======== Texte extrait ========
Mesurer, quoi et comment

Les liens entre économie, ressources et santé nécessitent de prendre en compte les multiples conséquences de l’utilisation des ressources, dont les externalités sociales et environnementales. Comme le montre le débat plus général autour du PIB, mesurer ces externalités est devenu un enjeu de société. Car « you get what you measure ». Voyons de plus près.
Les ressources naturelles matérielles sont appropriables et exploitables en tant qu’actifs économiques et donc comptabilisées, tandis que les écosystèmes sont à la fois des actifs détenus et des biens publics. D’un point de vue économique, les biens publics sont considérés comme des externalités. En réalité, le capital écologique contient des éléments qui devraient être considérés comme des biens publics (c’est-à-dire non privés) : les fonctions des écosystèmes et les services dérivés qui fournissent les ressources nécessaires renferment des coûts cachés qui reflètent la consommation de biens matériels. La divulgation de ces coûts permettrait de révéler la dépréciation des actifs (comme dans la comptabilité des entreprises) et la consommation de capital fixe (comme dans la comptabilité nationale). Ainsi, la dégradation des systèmes naturels résultant de l’activité économique correspond à un défaut non reflété dans les résultats comptables (Weber, 2018 ; Dasgupta, 2021). Par conséquent, les coûts réels ne sont pas calculés. Cela contraste avec le PIB où la consommation de capital fixe est soustraite pour mesurer la valeur ajoutée nette.
======== Entrées fournies ========
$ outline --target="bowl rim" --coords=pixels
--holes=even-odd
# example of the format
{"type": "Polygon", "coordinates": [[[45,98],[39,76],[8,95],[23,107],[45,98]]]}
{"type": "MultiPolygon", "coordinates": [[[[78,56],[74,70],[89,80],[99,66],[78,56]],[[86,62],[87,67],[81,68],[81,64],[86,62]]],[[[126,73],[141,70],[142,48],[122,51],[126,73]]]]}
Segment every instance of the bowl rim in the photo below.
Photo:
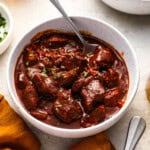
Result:
{"type": "MultiPolygon", "coordinates": [[[[31,30],[27,31],[27,33],[25,33],[23,35],[23,37],[21,38],[21,40],[14,46],[13,50],[11,51],[10,53],[10,56],[9,56],[9,60],[8,60],[8,66],[7,66],[7,85],[8,85],[8,89],[9,89],[9,92],[10,92],[10,95],[13,99],[13,102],[15,103],[15,105],[18,107],[18,111],[20,113],[20,115],[25,118],[25,120],[29,121],[30,124],[34,125],[36,128],[46,132],[46,129],[49,129],[49,130],[53,130],[53,133],[50,133],[50,132],[47,132],[49,134],[52,134],[52,135],[55,135],[55,136],[59,136],[59,137],[67,137],[67,138],[78,138],[78,137],[85,137],[85,136],[88,136],[88,135],[93,135],[93,134],[96,134],[100,131],[99,128],[104,128],[105,126],[107,126],[107,129],[112,126],[114,123],[116,123],[125,113],[125,110],[127,110],[127,108],[129,107],[129,105],[131,104],[131,102],[133,101],[133,98],[136,94],[136,91],[138,89],[138,84],[139,84],[139,65],[138,65],[138,61],[137,61],[137,57],[136,57],[136,53],[134,51],[134,49],[132,48],[131,44],[128,42],[127,38],[118,30],[116,29],[115,27],[113,27],[112,25],[108,24],[106,21],[103,21],[103,20],[100,20],[100,19],[97,19],[97,18],[94,18],[94,17],[85,17],[85,16],[70,16],[71,18],[79,18],[79,19],[87,19],[87,20],[91,20],[91,21],[97,21],[97,22],[100,22],[102,23],[103,25],[111,28],[111,30],[114,30],[115,32],[117,32],[117,34],[125,41],[125,43],[127,43],[127,45],[129,46],[129,49],[132,51],[133,53],[133,58],[134,58],[134,63],[136,64],[136,78],[135,78],[135,86],[134,86],[134,89],[131,93],[131,96],[130,96],[130,99],[124,104],[124,106],[119,110],[119,112],[117,112],[116,114],[114,114],[111,118],[95,125],[95,126],[92,126],[92,127],[88,127],[88,128],[80,128],[80,129],[68,129],[68,128],[59,128],[59,127],[55,127],[55,126],[52,126],[52,125],[48,125],[36,118],[34,118],[33,116],[31,116],[27,110],[25,108],[23,108],[22,105],[20,105],[19,103],[17,103],[17,101],[19,100],[19,97],[18,97],[18,100],[16,100],[16,97],[15,97],[15,92],[16,91],[12,91],[11,89],[11,84],[10,82],[12,82],[10,80],[10,77],[9,77],[9,70],[10,70],[10,62],[11,62],[11,59],[12,59],[12,56],[13,56],[13,53],[15,52],[15,49],[17,48],[17,46],[19,45],[19,42],[25,37],[27,36],[27,34],[29,34],[32,30],[35,30],[35,28],[38,28],[39,26],[43,25],[43,24],[46,24],[50,21],[55,21],[55,20],[58,20],[58,19],[62,19],[63,17],[57,17],[57,18],[53,18],[53,19],[49,19],[49,20],[46,20],[38,25],[36,25],[35,27],[33,27],[31,30]],[[117,120],[117,121],[114,121],[114,120],[117,120]],[[40,128],[37,124],[39,124],[39,126],[42,128],[40,128]],[[95,130],[95,131],[93,131],[95,130]],[[57,132],[57,133],[56,133],[57,132]],[[85,134],[86,132],[88,132],[89,134],[85,134]],[[78,135],[80,134],[80,135],[78,135]],[[85,134],[85,135],[84,135],[85,134]]],[[[36,33],[35,33],[36,34],[36,33]]],[[[14,64],[15,65],[15,64],[14,64]]]]}
{"type": "Polygon", "coordinates": [[[0,42],[0,47],[4,47],[2,50],[0,50],[0,54],[3,53],[7,47],[10,44],[11,38],[12,38],[12,34],[13,34],[13,17],[11,12],[9,11],[8,7],[6,5],[4,5],[3,3],[0,2],[0,8],[2,8],[4,14],[7,16],[6,21],[8,21],[9,23],[9,27],[8,27],[8,34],[5,37],[5,39],[0,42]]]}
========
§ Consigne
Reprenez le texte sur la mesure des externalités à partir de sa dernière phrase et poursuivez-le. Ces entrées n'ont aucun lien avec le texte sur la mesure des externalités.

§ Résultat attendu
Le même raisonnement peut s’appliquer au capital humain / social. Il en résulte un double dumping : social et écologique.
La profusion d’instruments d’évaluation au cours des dernières décennies proposant des indicateurs environnementaux et sociaux a constitué la réponse à ces préoccupations : plus de 900 indicateurs "au-delà du PIB" et 210 indicateurs ODD (Objectifs de Développement Durable) ont été développés (IISD, 2021 ; Vardon et al, 2021). Ils restent largement déconnectés ou insuffisamment intégrés, étant sporadiquement utilisés par les gouvernements. Les initiatives visant à promouvoir des cadres cohérents d’indicateurs pour le capital naturel ont été examinées (Fairbrass et al, 2020). Par exemple, le PBE (Produit Brut des Ecosystèmes) a été conçu comme une mesure de la valeur monétaire agrégée des biens et services liés aux écosystèmes.
Mais force est de constater que les institutions internationales, qui ont engagé des financements considérables sur le sujet (par exemple, les différents organisations et projets ODD des Nations Unies, le PNUE, la Commission et l’Agence de l’Environnement au niveau européen, l’Office International de statistique et ses interfaces avec l’OCDE), se livrent une bataille sans fin pour tenter d’imposer leurs instruments d’évaluation aux pays membres, qui à leur tour prennent des initiatives disparates à ce sujet. En un mot, rien ne va dans le bon sens.

La démarche socio-écologique par la santé commune et les ressources proposée ici prolonge l’incitation d’Eloï Laurent (2018) : Et si la santé guidait le monde ?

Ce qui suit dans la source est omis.